- Required action:
What is the number of lines in the data that contain "black"? Nothing besides that number, please.

- Records provided:
»»

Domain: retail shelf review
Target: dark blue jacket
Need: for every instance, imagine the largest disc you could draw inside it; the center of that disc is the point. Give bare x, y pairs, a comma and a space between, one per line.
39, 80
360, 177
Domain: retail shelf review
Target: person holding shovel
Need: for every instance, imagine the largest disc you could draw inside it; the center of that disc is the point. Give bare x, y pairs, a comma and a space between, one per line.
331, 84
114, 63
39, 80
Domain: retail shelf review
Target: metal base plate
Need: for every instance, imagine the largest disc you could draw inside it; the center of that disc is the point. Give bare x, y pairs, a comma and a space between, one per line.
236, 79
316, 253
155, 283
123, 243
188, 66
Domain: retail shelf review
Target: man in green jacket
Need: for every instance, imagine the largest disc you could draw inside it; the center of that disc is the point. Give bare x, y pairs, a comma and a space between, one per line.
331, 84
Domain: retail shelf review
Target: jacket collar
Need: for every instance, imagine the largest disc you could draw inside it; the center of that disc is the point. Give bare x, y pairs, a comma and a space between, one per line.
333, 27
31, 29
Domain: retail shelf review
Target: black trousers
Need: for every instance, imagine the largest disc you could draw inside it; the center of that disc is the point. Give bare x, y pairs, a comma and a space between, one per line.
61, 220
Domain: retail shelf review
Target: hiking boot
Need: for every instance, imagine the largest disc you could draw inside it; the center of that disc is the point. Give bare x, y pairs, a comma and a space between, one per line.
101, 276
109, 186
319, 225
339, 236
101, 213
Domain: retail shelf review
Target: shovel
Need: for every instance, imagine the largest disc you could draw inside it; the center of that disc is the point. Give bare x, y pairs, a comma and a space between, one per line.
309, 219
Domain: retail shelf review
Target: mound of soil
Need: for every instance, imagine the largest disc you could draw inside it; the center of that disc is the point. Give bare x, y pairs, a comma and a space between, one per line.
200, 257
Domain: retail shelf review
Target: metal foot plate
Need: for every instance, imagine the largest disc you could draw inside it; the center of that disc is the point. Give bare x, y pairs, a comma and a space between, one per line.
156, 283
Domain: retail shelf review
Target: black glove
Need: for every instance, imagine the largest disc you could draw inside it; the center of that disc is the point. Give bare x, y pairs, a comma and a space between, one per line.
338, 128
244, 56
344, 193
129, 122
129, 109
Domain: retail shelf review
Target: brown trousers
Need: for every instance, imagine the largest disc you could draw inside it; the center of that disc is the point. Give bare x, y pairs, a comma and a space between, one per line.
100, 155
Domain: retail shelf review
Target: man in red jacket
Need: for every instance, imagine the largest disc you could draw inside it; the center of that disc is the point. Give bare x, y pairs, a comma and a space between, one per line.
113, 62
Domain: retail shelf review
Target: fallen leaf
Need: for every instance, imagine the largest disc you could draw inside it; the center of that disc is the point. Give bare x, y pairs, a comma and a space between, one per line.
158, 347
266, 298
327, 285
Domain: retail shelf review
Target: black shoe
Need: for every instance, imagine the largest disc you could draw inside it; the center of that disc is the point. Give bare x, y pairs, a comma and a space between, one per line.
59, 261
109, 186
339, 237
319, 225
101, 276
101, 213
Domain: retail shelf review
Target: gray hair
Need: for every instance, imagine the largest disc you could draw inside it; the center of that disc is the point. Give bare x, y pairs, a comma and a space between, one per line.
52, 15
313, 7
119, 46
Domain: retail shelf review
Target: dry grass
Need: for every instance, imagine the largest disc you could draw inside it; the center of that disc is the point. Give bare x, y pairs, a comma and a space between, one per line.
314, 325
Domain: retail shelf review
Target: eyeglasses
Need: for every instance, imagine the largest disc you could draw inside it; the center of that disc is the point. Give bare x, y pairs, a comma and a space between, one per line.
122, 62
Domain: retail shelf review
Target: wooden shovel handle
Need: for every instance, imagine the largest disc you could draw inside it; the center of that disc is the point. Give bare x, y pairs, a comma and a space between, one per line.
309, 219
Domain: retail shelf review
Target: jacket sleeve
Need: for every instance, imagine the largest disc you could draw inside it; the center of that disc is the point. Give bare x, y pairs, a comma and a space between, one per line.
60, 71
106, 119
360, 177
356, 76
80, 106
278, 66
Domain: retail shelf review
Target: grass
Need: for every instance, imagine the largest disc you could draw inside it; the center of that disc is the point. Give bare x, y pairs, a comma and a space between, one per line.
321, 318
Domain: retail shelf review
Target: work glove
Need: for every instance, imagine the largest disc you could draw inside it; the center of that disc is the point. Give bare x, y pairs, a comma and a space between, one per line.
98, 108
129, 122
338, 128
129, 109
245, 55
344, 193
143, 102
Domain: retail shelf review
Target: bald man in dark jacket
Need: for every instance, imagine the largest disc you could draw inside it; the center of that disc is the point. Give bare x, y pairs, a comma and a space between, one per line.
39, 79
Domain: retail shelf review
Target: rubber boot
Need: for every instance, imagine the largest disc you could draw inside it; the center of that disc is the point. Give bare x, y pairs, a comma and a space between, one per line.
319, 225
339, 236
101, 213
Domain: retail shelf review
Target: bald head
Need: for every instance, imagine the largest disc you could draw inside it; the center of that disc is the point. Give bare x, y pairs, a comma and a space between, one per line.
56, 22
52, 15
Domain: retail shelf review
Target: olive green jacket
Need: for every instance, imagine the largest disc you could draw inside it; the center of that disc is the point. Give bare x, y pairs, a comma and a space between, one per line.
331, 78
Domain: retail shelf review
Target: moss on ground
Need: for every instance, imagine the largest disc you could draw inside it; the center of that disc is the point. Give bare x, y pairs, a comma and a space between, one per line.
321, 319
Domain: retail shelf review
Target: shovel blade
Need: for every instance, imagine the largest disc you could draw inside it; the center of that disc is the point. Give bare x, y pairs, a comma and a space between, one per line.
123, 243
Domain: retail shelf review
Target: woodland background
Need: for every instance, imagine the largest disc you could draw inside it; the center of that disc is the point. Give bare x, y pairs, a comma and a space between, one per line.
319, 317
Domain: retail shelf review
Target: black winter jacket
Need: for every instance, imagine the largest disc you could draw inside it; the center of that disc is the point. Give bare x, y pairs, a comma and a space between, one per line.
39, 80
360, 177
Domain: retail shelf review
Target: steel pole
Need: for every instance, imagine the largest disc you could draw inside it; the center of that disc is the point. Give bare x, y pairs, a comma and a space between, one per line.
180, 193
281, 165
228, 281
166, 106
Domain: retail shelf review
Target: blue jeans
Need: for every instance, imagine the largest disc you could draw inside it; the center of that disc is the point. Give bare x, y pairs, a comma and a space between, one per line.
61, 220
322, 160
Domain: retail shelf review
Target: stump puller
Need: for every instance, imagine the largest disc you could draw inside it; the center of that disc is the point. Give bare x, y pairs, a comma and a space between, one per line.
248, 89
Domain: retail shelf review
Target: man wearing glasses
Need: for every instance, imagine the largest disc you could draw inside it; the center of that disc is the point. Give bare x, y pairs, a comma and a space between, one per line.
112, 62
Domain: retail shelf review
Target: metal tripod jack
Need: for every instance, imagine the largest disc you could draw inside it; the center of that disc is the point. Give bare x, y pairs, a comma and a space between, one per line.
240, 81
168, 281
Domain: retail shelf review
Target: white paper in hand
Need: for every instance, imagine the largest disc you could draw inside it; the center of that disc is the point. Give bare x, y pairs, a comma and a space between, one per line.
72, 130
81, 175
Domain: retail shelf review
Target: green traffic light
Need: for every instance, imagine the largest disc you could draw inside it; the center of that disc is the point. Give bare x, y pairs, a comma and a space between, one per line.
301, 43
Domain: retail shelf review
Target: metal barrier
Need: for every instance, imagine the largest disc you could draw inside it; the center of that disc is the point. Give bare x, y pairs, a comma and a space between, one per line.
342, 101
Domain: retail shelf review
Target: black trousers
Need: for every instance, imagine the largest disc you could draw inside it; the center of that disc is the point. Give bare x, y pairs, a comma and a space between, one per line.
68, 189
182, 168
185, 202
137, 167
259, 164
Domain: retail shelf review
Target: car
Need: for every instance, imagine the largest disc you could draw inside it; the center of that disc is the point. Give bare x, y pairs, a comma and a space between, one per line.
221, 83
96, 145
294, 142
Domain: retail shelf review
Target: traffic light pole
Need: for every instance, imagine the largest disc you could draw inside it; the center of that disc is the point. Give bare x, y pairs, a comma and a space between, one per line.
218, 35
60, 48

««
»»

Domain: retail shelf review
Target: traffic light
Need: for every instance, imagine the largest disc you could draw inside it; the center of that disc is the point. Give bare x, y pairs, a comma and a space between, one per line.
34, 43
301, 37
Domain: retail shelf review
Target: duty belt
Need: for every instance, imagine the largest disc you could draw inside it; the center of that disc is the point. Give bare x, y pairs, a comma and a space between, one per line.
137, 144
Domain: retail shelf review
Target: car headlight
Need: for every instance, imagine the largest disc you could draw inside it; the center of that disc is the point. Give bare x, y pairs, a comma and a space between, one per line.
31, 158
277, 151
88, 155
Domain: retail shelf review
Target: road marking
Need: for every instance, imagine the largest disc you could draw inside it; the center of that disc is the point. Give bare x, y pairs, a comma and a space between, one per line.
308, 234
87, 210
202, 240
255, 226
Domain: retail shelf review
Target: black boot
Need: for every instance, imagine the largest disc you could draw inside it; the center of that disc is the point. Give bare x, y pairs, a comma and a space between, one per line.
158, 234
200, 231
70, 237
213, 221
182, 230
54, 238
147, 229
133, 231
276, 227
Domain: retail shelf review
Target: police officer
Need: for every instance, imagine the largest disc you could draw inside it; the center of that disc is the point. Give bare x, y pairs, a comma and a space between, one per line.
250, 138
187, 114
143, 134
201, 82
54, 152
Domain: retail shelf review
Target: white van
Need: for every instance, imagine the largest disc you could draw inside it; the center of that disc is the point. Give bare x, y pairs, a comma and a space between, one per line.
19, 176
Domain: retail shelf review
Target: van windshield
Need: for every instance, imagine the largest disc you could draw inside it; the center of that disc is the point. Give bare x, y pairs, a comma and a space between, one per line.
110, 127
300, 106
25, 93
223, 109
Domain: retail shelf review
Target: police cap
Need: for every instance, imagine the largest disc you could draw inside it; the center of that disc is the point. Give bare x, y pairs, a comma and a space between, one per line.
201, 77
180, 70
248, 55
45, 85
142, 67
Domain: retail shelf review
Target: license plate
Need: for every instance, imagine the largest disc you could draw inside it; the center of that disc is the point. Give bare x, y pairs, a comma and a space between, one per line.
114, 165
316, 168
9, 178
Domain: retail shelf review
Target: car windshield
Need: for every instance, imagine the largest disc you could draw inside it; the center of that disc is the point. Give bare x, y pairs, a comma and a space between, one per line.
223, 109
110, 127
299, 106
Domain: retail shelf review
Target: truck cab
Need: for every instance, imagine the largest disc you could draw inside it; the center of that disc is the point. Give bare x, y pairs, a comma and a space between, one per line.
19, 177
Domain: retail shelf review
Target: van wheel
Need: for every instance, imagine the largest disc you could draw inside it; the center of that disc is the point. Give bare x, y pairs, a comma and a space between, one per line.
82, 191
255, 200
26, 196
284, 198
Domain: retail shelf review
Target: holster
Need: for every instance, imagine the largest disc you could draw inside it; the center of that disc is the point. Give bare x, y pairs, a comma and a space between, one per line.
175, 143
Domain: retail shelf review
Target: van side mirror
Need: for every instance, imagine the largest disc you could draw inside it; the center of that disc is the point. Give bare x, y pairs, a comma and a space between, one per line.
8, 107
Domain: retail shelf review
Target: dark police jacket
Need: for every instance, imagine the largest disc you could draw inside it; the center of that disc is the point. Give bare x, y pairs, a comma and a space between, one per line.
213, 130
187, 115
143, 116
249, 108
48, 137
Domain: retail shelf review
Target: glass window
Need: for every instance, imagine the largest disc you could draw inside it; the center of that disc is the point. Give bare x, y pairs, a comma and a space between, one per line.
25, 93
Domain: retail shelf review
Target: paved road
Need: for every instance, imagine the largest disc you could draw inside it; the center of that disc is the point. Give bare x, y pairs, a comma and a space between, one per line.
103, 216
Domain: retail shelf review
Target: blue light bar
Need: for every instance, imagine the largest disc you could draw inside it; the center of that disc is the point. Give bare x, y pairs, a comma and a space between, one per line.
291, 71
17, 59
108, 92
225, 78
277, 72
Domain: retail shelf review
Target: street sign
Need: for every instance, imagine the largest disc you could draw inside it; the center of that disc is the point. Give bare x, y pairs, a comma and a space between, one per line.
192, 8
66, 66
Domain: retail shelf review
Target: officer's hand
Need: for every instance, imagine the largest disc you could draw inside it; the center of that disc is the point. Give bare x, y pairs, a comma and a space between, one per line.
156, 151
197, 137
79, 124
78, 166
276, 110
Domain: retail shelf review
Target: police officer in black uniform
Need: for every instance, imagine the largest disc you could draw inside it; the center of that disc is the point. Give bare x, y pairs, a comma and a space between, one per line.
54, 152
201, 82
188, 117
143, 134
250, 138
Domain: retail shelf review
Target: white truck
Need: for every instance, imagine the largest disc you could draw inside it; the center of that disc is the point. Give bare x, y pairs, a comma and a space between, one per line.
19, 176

««

- Reply:
7